● What you should do
Copy the data from its first line through the line containing "point(157, 57)", both included, keeping every line, and shift each coordinate listed under a "Points:" line by -115. Leave all other numbers as they are.

● Dataset records
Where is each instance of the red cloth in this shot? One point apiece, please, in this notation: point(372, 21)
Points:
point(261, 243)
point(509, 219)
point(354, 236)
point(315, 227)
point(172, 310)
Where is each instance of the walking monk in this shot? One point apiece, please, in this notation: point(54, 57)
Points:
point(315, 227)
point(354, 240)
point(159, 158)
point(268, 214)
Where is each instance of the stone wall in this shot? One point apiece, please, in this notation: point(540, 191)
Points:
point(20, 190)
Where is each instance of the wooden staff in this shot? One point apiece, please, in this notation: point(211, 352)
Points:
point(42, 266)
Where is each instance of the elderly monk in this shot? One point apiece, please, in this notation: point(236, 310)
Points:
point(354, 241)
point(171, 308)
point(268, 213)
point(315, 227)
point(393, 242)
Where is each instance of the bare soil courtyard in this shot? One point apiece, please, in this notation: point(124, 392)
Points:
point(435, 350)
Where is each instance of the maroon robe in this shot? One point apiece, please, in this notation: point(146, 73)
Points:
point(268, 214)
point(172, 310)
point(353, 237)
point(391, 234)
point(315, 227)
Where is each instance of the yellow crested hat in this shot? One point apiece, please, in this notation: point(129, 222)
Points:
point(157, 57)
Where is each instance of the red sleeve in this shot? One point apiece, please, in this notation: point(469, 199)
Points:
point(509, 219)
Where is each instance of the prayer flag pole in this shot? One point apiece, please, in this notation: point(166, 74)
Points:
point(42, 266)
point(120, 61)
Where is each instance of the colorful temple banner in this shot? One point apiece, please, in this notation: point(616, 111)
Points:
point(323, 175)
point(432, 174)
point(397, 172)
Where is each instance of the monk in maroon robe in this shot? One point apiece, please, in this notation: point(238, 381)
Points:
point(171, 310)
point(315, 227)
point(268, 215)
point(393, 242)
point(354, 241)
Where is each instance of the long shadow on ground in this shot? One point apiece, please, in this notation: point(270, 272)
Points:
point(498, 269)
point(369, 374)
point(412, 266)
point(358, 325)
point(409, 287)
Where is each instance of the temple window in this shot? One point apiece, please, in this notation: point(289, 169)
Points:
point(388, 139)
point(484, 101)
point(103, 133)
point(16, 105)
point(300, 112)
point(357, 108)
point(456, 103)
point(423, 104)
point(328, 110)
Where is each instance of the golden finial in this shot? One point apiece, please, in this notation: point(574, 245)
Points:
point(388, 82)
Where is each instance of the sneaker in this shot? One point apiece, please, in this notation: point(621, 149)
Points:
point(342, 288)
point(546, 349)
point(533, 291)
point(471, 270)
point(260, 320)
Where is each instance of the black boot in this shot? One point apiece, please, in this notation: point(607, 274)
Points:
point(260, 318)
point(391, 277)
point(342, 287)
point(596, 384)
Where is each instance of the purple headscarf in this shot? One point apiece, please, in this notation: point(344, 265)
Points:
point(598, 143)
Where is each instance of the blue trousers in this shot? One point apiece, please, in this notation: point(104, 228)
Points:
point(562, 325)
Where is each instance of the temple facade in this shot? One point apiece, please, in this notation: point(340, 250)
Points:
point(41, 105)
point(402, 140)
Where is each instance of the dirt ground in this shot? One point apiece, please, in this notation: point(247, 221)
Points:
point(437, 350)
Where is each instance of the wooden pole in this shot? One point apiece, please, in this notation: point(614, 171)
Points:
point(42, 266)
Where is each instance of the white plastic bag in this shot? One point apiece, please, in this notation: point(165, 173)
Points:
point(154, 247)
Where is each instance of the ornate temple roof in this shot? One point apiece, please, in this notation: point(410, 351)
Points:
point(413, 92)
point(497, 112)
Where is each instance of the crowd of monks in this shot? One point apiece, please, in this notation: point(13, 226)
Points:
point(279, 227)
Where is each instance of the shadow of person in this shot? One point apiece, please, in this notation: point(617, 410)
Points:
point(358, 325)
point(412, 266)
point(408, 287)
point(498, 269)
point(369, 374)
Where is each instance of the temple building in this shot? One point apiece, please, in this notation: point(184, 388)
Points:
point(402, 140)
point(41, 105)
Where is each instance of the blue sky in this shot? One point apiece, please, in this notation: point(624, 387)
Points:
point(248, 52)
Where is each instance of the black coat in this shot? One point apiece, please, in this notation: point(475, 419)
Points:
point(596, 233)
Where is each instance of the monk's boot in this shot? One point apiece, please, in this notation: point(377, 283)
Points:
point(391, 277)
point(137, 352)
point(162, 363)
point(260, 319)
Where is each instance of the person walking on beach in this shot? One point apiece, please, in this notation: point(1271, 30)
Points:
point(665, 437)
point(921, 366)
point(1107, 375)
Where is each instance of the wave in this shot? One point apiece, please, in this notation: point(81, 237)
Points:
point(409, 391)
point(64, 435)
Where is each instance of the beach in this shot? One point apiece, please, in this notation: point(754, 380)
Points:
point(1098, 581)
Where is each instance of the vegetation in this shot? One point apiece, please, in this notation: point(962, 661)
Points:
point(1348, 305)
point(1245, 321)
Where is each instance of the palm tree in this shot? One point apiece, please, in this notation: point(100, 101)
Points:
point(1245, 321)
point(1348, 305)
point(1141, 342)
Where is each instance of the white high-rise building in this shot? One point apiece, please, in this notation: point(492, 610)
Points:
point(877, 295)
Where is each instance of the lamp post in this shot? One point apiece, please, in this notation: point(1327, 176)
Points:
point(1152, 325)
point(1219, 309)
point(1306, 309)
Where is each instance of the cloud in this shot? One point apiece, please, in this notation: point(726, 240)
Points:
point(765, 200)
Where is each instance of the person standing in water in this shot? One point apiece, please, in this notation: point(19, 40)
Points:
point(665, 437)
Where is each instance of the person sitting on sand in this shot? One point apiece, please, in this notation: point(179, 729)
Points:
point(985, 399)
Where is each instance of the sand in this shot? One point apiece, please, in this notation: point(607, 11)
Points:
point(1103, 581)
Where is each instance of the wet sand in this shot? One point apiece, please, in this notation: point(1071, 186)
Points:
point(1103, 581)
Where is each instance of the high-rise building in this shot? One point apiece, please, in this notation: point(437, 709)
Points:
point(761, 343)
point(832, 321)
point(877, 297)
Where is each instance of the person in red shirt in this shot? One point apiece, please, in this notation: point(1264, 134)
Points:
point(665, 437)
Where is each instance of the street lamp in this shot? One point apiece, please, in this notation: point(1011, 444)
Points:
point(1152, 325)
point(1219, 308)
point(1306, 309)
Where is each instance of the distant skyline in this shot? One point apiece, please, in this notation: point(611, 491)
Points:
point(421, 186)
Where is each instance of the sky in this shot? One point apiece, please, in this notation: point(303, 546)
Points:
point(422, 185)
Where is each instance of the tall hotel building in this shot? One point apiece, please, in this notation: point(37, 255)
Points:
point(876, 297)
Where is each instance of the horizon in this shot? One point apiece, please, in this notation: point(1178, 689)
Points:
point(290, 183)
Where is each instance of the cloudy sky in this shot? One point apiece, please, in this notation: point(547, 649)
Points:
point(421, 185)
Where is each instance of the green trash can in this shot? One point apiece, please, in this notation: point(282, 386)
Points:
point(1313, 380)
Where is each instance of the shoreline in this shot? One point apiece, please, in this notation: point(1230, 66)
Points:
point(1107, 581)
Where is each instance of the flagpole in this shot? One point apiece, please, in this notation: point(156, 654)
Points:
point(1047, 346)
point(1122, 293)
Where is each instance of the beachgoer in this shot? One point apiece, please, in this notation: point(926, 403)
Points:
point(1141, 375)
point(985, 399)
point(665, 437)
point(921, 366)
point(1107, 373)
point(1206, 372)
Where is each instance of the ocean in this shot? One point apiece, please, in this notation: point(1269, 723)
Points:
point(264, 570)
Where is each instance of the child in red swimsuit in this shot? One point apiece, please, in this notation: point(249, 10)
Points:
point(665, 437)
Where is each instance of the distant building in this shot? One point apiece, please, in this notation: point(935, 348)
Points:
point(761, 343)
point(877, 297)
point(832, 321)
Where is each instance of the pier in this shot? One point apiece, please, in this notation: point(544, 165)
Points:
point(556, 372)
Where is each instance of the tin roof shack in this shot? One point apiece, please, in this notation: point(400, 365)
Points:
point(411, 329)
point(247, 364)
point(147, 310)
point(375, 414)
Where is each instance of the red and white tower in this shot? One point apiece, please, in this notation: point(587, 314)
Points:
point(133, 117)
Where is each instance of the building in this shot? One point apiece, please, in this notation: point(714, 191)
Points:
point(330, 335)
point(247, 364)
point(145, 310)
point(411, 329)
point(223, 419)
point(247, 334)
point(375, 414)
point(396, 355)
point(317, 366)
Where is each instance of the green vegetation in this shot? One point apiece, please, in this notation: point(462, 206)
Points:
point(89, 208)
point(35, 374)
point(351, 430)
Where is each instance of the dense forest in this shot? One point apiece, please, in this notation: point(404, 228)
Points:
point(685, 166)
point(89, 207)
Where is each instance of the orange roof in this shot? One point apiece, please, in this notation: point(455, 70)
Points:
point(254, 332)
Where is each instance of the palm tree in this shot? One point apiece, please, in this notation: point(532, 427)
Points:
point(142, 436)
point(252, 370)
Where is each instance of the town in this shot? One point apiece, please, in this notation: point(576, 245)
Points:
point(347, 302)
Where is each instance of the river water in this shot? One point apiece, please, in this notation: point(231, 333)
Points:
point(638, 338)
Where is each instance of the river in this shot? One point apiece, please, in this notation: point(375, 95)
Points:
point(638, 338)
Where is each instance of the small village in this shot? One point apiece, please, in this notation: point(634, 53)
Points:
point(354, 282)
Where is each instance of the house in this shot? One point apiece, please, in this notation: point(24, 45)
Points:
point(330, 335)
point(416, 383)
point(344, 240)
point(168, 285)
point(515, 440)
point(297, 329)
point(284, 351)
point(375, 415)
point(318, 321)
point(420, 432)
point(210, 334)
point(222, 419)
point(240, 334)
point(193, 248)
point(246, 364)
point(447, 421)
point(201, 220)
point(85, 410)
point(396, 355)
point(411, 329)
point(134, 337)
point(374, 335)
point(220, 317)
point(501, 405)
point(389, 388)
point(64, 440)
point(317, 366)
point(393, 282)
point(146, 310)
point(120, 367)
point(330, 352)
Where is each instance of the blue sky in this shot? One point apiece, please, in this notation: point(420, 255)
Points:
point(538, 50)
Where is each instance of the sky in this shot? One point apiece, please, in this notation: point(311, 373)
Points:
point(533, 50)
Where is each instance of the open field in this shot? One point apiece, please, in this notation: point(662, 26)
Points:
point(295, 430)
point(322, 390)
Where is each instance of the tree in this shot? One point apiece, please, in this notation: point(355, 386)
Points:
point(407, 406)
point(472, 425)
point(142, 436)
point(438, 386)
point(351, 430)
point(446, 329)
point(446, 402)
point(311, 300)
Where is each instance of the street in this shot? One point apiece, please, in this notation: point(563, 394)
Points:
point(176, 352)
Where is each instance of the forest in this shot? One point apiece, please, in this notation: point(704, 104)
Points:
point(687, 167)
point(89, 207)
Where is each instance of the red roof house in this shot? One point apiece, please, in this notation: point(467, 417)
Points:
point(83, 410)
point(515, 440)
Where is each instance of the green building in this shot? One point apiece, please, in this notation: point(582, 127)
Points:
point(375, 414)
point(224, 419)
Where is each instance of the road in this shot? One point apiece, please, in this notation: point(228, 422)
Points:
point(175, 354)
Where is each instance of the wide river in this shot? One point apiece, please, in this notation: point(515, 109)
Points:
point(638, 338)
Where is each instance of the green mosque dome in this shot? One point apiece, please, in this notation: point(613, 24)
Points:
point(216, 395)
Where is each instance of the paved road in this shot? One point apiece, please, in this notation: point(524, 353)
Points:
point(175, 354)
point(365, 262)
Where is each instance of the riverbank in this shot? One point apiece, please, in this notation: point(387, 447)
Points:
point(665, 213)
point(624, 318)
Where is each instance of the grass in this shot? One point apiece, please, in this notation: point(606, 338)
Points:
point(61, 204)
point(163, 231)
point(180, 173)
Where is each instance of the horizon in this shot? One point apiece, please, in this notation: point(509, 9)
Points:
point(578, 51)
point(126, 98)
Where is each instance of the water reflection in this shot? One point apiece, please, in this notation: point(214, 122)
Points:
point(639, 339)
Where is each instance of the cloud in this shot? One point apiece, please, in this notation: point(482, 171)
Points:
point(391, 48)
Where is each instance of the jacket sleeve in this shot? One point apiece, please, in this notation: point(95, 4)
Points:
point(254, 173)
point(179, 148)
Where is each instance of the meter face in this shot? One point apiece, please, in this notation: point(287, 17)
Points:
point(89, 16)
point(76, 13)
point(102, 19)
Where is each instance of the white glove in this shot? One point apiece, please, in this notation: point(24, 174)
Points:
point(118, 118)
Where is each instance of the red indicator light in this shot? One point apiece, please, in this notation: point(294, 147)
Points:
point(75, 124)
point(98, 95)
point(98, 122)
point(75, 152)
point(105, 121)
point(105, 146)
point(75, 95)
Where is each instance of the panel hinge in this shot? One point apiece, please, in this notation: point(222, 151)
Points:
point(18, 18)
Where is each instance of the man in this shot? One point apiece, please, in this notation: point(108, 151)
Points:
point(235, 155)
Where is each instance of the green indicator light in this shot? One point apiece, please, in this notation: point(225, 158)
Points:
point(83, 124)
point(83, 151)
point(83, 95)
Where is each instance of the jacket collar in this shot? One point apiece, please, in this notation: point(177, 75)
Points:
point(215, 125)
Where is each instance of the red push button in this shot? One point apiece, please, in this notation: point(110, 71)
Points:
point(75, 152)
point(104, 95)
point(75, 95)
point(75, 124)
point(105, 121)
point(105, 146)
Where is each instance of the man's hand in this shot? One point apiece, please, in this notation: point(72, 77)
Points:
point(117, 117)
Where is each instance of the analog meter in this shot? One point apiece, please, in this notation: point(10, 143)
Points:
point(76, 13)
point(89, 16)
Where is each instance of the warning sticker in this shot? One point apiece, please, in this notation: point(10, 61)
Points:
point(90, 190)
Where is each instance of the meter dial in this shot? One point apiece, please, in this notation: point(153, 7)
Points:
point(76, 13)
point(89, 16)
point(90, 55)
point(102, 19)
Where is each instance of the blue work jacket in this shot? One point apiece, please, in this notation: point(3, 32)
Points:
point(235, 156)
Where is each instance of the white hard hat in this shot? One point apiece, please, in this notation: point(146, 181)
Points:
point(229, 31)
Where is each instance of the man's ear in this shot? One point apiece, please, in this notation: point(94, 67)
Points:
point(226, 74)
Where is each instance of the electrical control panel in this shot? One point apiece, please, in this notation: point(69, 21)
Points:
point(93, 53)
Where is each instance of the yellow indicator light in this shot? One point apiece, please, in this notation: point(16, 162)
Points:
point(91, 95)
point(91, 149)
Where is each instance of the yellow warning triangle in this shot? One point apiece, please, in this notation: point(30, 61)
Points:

● Completed task
Where is each instance of the red cloth in this shot? One point apiece, please, in this notation: point(372, 21)
Points:
point(146, 128)
point(394, 104)
point(239, 121)
point(200, 112)
point(57, 195)
Where is each instance of the walking monk in this shot? One point apiece, please, in this notation: point(54, 57)
Points:
point(200, 112)
point(239, 125)
point(44, 43)
point(153, 99)
Where is each instance of the stone wall in this shot? One point apiece, please, in this notation: point(540, 191)
Points:
point(-95, 75)
Where is each instance of the wooden staff in this shot? One point apiece, please, in this notation: point(211, 352)
Points:
point(-73, 151)
Where is each instance of the elderly monk in this shot? One point apiece, please, in this notation: point(236, 310)
Points:
point(239, 126)
point(56, 193)
point(153, 98)
point(200, 112)
point(278, 127)
Where is each instance of the bare soil courtyard in this shot? One point apiece, please, in this notation: point(124, 392)
Points:
point(320, 235)
Where is each instance of the maroon robe in this shot? One point apiece, please, in this notation: point(146, 73)
Points:
point(153, 99)
point(57, 195)
point(238, 122)
point(276, 119)
point(200, 112)
Where is each instance of the yellow crested hat in this shot? One point apiece, please, in this notation: point(129, 222)
Points:
point(42, -58)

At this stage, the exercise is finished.